-------- Stored rows
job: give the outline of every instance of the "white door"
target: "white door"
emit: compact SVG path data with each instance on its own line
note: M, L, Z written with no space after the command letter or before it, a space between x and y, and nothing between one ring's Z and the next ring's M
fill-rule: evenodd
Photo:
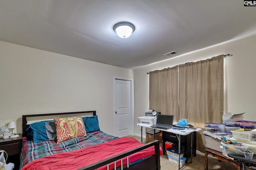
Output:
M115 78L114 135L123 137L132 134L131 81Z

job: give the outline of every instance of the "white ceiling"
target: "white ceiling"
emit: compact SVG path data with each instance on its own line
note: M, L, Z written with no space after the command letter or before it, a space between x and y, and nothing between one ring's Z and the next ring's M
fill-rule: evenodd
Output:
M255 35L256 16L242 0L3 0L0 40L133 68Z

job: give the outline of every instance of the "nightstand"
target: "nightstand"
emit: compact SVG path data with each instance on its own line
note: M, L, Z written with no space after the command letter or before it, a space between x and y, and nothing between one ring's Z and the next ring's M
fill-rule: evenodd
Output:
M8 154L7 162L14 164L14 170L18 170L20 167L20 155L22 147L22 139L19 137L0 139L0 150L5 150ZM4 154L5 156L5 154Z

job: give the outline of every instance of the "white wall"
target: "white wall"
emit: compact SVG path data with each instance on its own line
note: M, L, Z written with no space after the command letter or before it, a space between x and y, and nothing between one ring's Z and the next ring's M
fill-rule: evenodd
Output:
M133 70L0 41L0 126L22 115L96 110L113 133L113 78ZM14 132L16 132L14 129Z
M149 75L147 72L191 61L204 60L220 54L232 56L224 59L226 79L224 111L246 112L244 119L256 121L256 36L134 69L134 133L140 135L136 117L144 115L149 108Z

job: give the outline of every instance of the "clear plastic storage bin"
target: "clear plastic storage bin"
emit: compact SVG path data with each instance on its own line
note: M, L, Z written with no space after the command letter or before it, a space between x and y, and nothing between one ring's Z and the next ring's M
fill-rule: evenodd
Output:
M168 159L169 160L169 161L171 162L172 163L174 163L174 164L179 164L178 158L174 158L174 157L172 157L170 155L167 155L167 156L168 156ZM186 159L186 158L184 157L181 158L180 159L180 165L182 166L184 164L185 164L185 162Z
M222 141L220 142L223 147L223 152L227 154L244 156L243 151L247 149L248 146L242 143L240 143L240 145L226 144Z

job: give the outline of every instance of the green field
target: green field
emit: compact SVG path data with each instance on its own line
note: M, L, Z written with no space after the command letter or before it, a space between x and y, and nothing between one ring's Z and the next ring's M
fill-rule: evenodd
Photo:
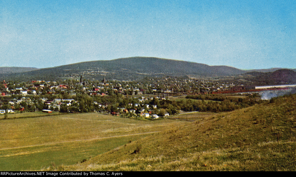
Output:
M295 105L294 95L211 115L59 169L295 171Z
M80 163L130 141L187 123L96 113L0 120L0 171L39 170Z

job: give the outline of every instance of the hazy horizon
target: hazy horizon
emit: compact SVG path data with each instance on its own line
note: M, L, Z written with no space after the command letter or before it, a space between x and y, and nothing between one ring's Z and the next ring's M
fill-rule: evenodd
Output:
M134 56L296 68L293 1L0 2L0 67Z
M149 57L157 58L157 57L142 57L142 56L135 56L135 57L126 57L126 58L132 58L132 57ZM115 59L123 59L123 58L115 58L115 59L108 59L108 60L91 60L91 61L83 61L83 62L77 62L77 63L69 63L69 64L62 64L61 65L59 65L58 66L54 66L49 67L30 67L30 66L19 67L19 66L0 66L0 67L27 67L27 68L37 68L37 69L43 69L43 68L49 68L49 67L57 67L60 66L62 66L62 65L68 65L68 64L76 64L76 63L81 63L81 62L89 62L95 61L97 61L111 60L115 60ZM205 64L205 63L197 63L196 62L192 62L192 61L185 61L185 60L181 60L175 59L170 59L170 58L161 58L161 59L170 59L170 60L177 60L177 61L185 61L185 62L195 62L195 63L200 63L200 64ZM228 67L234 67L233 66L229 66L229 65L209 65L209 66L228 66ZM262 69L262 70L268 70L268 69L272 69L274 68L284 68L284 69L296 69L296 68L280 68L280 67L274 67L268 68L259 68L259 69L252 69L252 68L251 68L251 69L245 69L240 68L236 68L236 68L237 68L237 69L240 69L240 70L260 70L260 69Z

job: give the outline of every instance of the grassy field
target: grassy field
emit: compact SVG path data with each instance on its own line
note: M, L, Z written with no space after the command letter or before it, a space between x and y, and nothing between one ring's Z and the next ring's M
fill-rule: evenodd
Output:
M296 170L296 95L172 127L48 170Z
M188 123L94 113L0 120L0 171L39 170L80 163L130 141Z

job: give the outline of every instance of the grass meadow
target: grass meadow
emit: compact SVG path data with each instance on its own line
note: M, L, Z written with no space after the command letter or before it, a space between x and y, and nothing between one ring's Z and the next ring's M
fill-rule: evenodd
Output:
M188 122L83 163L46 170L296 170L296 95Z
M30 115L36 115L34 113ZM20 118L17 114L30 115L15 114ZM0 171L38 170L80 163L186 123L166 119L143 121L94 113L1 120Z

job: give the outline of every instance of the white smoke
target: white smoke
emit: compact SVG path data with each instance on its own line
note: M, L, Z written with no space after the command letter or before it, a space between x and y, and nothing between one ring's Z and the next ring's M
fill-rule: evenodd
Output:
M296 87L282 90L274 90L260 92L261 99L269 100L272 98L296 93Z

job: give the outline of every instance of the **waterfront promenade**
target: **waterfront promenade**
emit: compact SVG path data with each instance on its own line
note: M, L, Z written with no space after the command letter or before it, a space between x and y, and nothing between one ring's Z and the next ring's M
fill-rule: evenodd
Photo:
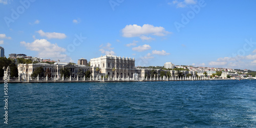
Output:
----------------
What you have to do:
Format the entries above as a numbered list, from the first line up to and including the line with "M8 154L7 162L14", one item per line. Skip blank lines and leave the picture out.

Task answer:
1. job: give the outline of every instance of the "white door"
2. target: "white door"
3. emit: compact SVG path data with each instance on its own line
4. note: M, L, Z written with no space after the command letter or before it, a space between x and y, and nothing between one ring's Z and the next ring's M
5. fill-rule: evenodd
6. Photo:
7. Output:
8. M115 78L114 135L123 137L132 134L131 81Z
9. job: give the outline of every instance of the "white ceiling"
10. target: "white ceiling"
11. emit: compact SVG path data with each instance on its own line
12. note: M, L, Z written with no space after the command letter or before it, a space between x and y, and nothing between one ring's Z and the next ring's M
13. fill-rule: evenodd
14. Output:
15. M255 35L256 16L242 0L3 0L0 40L133 68Z
16. job: give the outline of every instance of the "nightstand"
17. target: "nightstand"
18. emit: compact SVG path data with each instance on its own line
19. note: M, L, Z written with no space after the command letter or before it, a space between x and y, and nothing between one ring's Z and the next ring's M
20. fill-rule: evenodd
21. Output:
22. M8 154L7 162L14 164L14 170L18 170L20 167L20 155L22 147L22 139L19 137L0 139L0 150L5 150ZM4 154L5 156L5 154Z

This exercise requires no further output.